→ EXERCISE DIRECTIONS
Find each line in the records below that contains the word "here", and copy it out.

→ EXERCISE INPUTS
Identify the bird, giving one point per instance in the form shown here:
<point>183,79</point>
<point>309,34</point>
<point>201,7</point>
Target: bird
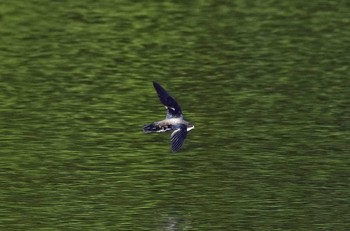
<point>174,121</point>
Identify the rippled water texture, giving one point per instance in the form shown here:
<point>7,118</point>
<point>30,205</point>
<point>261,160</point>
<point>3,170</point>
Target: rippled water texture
<point>266,84</point>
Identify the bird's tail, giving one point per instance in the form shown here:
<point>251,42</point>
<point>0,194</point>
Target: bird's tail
<point>148,128</point>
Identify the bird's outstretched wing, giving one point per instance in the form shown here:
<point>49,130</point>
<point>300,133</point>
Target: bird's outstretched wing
<point>178,137</point>
<point>173,108</point>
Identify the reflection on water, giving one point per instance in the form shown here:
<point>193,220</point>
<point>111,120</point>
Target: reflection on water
<point>263,82</point>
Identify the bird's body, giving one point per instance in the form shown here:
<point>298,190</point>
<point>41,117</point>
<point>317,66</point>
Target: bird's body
<point>173,122</point>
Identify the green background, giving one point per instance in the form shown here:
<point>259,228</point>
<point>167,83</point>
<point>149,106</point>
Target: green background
<point>266,84</point>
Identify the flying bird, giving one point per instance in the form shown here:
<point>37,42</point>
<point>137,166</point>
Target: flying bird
<point>174,121</point>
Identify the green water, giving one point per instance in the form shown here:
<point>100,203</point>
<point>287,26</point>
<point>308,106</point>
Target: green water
<point>266,84</point>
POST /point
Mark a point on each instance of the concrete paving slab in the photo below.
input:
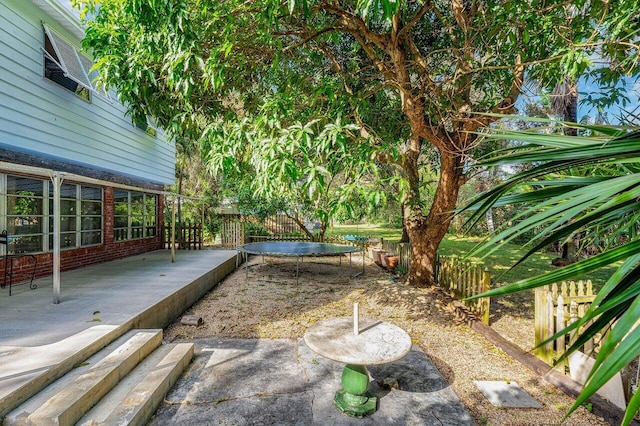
(507, 394)
(99, 303)
(283, 382)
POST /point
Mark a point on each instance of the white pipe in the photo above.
(57, 182)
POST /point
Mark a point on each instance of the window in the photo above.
(65, 66)
(25, 219)
(135, 215)
(80, 216)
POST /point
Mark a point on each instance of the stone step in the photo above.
(27, 370)
(65, 401)
(134, 400)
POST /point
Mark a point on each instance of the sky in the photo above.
(633, 91)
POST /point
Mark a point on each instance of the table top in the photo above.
(378, 342)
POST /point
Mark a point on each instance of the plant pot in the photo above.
(373, 253)
(391, 261)
(381, 255)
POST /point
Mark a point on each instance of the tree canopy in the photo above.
(399, 78)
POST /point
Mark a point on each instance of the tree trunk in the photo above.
(405, 234)
(565, 104)
(426, 232)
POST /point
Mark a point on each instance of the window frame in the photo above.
(68, 59)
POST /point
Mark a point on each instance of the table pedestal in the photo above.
(375, 342)
(354, 399)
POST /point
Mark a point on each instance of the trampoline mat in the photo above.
(297, 248)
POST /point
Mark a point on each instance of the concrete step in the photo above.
(27, 370)
(65, 401)
(134, 400)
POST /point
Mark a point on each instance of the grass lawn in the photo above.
(499, 262)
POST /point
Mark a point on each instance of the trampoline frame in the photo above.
(297, 249)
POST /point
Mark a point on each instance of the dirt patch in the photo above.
(270, 304)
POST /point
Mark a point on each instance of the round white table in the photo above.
(377, 342)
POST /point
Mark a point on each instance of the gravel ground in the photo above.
(270, 305)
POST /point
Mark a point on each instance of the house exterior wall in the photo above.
(40, 118)
(48, 127)
(79, 257)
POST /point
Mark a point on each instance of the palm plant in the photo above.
(586, 184)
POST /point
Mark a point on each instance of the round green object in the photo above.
(355, 379)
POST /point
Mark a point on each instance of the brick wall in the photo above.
(76, 258)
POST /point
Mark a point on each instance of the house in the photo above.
(80, 183)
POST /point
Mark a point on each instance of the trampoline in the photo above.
(298, 249)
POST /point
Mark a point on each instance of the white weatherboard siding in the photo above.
(41, 118)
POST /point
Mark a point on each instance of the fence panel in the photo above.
(556, 307)
(464, 279)
(187, 236)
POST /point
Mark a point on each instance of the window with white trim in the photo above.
(65, 66)
(24, 203)
(80, 216)
(27, 214)
(135, 215)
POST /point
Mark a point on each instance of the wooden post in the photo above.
(560, 324)
(486, 286)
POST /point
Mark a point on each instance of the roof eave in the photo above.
(63, 16)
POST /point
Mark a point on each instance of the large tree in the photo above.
(410, 74)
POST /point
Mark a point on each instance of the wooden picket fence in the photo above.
(188, 236)
(465, 279)
(231, 233)
(556, 307)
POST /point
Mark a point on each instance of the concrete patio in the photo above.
(229, 381)
(39, 340)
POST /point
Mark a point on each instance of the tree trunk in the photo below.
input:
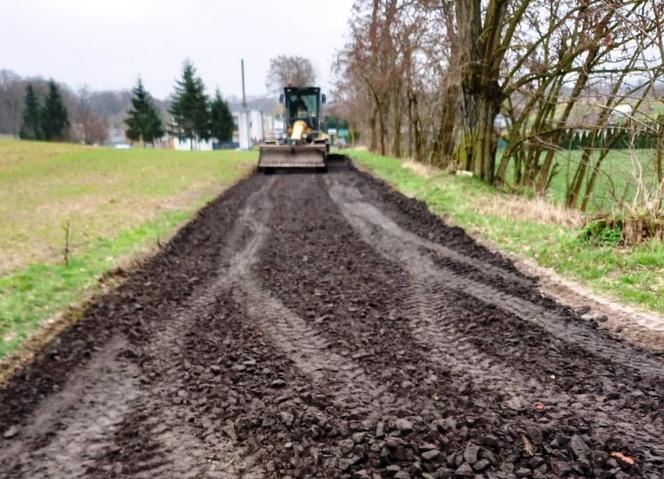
(372, 127)
(660, 148)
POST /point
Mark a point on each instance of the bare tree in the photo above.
(290, 70)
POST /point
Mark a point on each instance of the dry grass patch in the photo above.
(510, 207)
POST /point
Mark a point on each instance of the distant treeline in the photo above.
(90, 113)
(612, 138)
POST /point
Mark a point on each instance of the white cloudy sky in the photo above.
(106, 44)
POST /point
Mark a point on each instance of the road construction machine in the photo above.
(303, 144)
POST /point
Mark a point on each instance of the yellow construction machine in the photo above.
(304, 145)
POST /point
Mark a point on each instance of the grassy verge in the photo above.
(521, 226)
(98, 191)
(139, 196)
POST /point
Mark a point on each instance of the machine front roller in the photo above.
(311, 156)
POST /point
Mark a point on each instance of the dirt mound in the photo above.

→ EXPECTED OUTPUT
Identify the bird, giving one point per instance in the form shown here:
Identify the rippled water texture, giving one point per instance in the form shown here:
Identify the bird's tail, giving one point per instance in the form shown here:
Identify the bird's outstretched wing, giving one point per instance in the form shown here:
Identify the reflection on water, giving one point per instance in the form shown here:
Identify the bird's body, giving one point per instance in the form shown here:
Identify the green background, giving one point per instance in the form shown here:
Identify the flying bird, giving one point per instance in the form shown here:
Identify the green water, giving one point per instance in the form shown here:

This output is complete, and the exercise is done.